**STATED PROBLEM A**
From the backup tool page, output the stretch from "easily create immutable, trustless" through "with that hash.", copied word for word.
**STATED PROBLEM B**
Show each line of the rows below that contains the string "flowering".

*** TEXT TO READ ***

/backup

immutable backups so simple that unborkable

Primary LanguagePythonMIT LicenseMIT

backup

why

backups should be simple and easy.

how

easily create immutable, trustless backups with revision history, compression, and file deduplication.

what

  • the index, tracked in git, contains filesystem metadata.

  • the index is a sorted tsv file of: path, tarball, hash, size, mode

  • for every line of metadata in the index, there is one and only one tarball containing a file with that hash.

  • duplicate files, by blake2b hash, are never stored.

  • the index is encrypted with git-remote-gcrypt.

  • the tarballs are split into chunks, compressed with lz4, then encrypted with gpg.

  • all remote storage is handled via rclone on any backend it supports.

  • the ignore file, tracked in git, contains one regex per line of file paths to ignore.

  • a clean restore will clone the git repo, checkout a revision, select file paths by regex, gather needed tarball names, fetch tarballs from storage, and extract the selected files.

usage

  • backup-add - scan the filesystem for changes.
  • backup-diff - inspect the uncommitted backup diff.
  • backup-ignore - if needed, edit the ignore regexes, then goto backup-add.
  • backup-commit - commit the backup diff to remote storage.
  • backup-find - search for files in the index by regex at revision.
  • backup-restore - restore files from remote storage by regex at revision.

*** RECORDS SUPPLIED ***

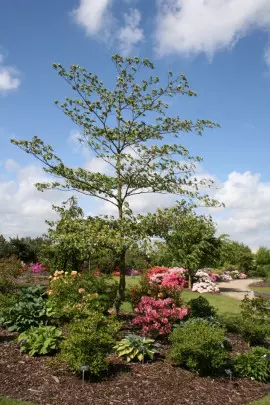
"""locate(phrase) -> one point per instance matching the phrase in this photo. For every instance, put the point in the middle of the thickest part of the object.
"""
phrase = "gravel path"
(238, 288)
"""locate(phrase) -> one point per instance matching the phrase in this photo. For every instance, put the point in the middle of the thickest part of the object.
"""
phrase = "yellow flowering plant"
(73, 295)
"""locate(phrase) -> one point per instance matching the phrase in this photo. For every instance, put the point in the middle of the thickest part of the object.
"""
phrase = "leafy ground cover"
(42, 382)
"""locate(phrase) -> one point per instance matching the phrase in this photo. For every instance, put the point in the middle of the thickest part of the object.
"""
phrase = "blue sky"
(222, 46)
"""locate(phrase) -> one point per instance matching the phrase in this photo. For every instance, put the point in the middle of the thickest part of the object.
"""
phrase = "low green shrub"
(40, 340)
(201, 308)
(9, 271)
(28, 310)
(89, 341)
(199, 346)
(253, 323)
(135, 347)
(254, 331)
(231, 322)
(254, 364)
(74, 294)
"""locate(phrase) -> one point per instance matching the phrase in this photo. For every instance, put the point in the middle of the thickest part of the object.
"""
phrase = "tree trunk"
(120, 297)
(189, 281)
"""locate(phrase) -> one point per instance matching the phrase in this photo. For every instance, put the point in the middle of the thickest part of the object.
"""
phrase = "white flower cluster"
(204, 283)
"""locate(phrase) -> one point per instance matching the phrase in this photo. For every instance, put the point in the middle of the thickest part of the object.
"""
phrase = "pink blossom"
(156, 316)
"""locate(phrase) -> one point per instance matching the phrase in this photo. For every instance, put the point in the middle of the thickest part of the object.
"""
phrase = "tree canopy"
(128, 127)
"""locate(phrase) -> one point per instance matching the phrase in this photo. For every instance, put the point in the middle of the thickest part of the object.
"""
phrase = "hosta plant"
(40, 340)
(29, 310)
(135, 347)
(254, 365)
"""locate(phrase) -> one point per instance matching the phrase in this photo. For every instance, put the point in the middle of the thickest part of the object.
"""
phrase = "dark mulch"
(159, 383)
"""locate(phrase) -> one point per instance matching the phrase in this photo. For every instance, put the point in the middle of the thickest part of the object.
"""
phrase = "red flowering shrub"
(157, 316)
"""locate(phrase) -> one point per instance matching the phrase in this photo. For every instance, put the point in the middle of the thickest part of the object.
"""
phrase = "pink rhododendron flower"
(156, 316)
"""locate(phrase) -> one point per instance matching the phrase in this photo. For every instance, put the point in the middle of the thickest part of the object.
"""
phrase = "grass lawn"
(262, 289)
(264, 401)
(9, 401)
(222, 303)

***

**FULL ANSWER A**
easily create immutable, trustless backups with revision history, compression, and file deduplication.

what

  • the index, tracked in git, contains filesystem metadata.

  • the index is a sorted tsv file of: path, tarball, hash, size, mode

  • for every line of metadata in the index, there is one and only one tarball containing a file with that hash.

**FULL ANSWER B**
phrase = "yellow flowering plant"
phrase = "red flowering shrub"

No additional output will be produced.